:: Fragmento fuente ::
╔══

Revista de Crítica ISSN 2954-4904
Cine


Paul Thomas Anderson, Licorice Pizza, Estados Unidos, 2021.


En 2001 Paul Thomas Anderson pasó por una escuela secundaria y vio a un muchacho coqueteando con la asistente del fotógrafo para el anuario escolar. La escena permaneció en su cabeza y se preguntó: ¿Qué tendría que pasar para que ella accediera a tener una cita con el chico y cómo se vería eso? La respuesta hubo de esperar veinte años y su título es Licorice Pizza; un título extraño que no dice nada, pero evoca algo: rebeldía, indecisión o irreverencia, actitudes comunes en la juventud temprana. Licorice Pizza era también el nombre de una tienda de música en San Fernando Valley a la que el joven P. T. Anderson solía ir cuando tenía la edad de su precoz protagonista, cuando él también se enamoraba de las hermanas mayores de sus amigos y soñaba con ser alguien.

╚══

:: Líneas de datos ::
╔══

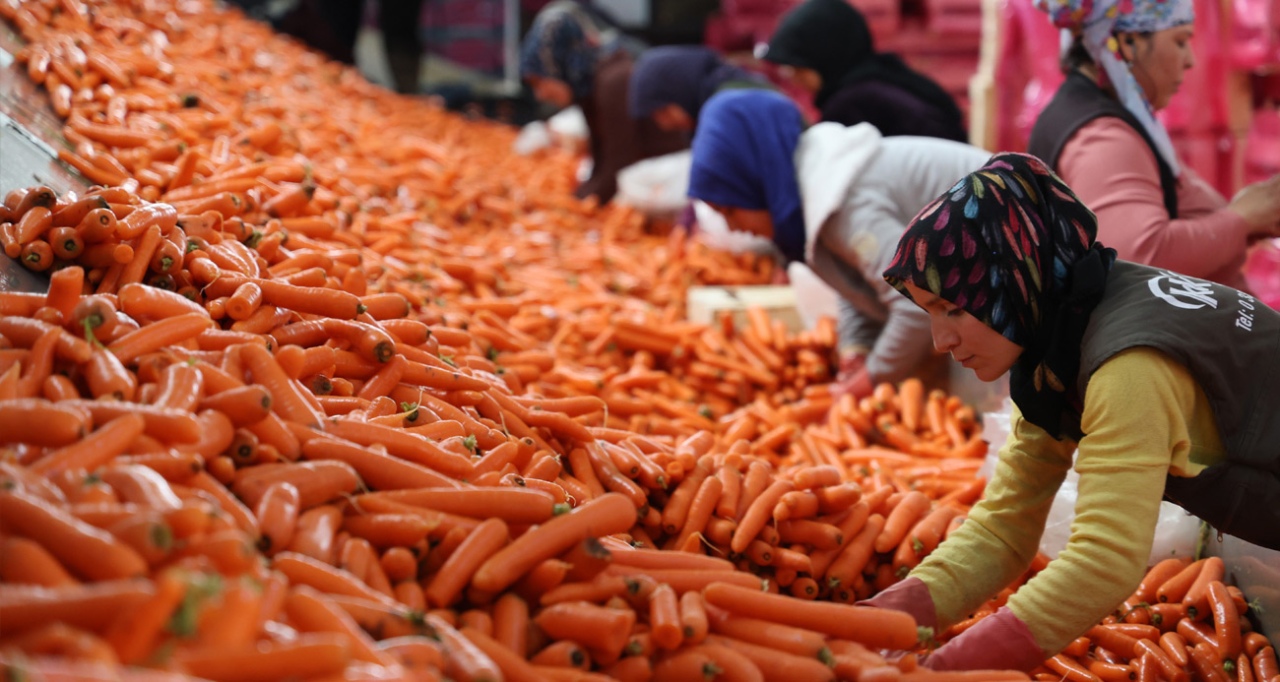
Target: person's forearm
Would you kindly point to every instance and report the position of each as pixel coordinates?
(1001, 535)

╚══

:: Ejercicio propuesto ::
Según la reseña de Licorice Pizza, ¿de dónde viene el título de la película y qué vínculo tiene con Paul Thomas Anderson? Responde en una o dos oraciones.

:: Respuesta ::
Licorice Pizza era el nombre de una tienda de música en San Fernando Valley. El joven Anderson solía ir allí cuando tenía la edad de su protagonista.